▽
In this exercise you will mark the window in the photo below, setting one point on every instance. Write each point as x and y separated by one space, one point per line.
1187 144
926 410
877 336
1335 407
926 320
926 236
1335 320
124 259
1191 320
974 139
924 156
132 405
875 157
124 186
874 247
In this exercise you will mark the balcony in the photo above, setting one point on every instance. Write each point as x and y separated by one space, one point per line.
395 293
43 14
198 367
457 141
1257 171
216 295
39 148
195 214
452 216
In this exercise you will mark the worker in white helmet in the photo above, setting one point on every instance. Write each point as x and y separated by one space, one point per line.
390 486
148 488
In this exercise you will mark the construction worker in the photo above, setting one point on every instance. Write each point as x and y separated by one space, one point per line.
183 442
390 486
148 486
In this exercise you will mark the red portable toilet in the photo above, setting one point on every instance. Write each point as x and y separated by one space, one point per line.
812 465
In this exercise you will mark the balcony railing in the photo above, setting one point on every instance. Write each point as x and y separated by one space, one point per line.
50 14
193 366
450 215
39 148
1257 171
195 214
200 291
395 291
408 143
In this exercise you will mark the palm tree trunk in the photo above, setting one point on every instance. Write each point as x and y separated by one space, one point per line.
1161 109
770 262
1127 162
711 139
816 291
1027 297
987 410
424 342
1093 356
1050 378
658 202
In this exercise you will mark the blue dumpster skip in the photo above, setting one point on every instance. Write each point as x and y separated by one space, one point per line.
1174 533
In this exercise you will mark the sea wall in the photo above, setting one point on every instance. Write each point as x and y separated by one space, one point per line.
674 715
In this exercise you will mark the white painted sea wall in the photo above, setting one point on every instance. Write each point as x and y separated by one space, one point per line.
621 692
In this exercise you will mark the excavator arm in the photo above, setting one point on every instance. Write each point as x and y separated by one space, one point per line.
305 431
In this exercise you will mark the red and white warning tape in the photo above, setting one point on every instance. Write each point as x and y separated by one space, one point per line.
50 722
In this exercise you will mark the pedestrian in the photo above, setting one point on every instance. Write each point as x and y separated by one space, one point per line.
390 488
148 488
△
### EXERCISE DETAILS
Express all the entries above as a JSON list of strings, with one string for each line and any blank lines left out.

### EXPECTED ANSWER
[
  "In this exercise you will mark the window in the photo below, setting one point on every instance. Write each point as x and y separated by one space, one point per line.",
  "1187 144",
  "926 410",
  "877 336",
  "1335 407",
  "926 320",
  "926 236",
  "1335 320",
  "124 259",
  "1191 320",
  "974 139",
  "924 156",
  "132 405",
  "875 157",
  "124 186",
  "874 247",
  "In this exercise you will mark the balcony in the photo above, setting one point on every instance. Write each point as x and y separated by one space, one point per line.",
  "395 293",
  "43 14",
  "198 367",
  "457 141",
  "1257 171",
  "216 295",
  "39 148",
  "195 214",
  "452 216",
  "In this exercise you will mark the worker in white helmet in the photo above, setting one point on every instance. Write each point as x and y separated by one space, one point per line.",
  "390 486",
  "148 488",
  "In this exercise you will mark the construction worker in the photo above, setting one point on every instance. Write each point as x and y separated by one space, one point per line.",
  "183 442",
  "390 486",
  "148 486",
  "In this exercise you will mark the red portable toilet in the photo above, setting one point on every instance. Write each point as x and y separated by one space, one point per line.",
  "812 465",
  "In this exercise you will mark the balcony railing in the photo above, setting one point on every instance. Write each point as x and y separated by one space, one point per line.",
  "50 14",
  "193 366",
  "450 215",
  "39 148",
  "1257 171",
  "195 214",
  "200 291",
  "395 291",
  "408 143",
  "In this exercise you will mark the palm tree trunk in the photo above, setting one point on every instance. Write each point as x and y separated by one space, one point per line.",
  "1161 109",
  "770 262",
  "1127 162",
  "711 139",
  "816 291",
  "1027 297",
  "987 410",
  "424 342",
  "1093 356",
  "1050 378",
  "658 202",
  "In this exercise you will mark the blue dumpster skip in the photo above, setting one point on every instance. Write each point as x and y separated by one space, one point per line.",
  "1174 533",
  "In this exercise you will mark the sea wall in the photo above, setting one point on every instance. Write each point as x and y separated by one space, one point per line.",
  "674 715",
  "In this exercise you will mark the white painted sea wall in the photo above, setting one point on every instance. Write each point as x and y separated by one space, one point per line.",
  "621 692",
  "In this exercise you will mark the excavator arm in the photo above, setting one point on every instance. Write each point as x and y separated by one space, one point per line.",
  "305 431",
  "In this exercise you will mark the red and white warning tape in the photo above, setting one point on every instance. Write each point as x and y separated by one space, one point per line.",
  "50 722",
  "In this exercise you will mark the pedestrian in the photo above, setting one point on every instance. Write each point as x and y separated by one space, one point per line.",
  "390 488",
  "148 488"
]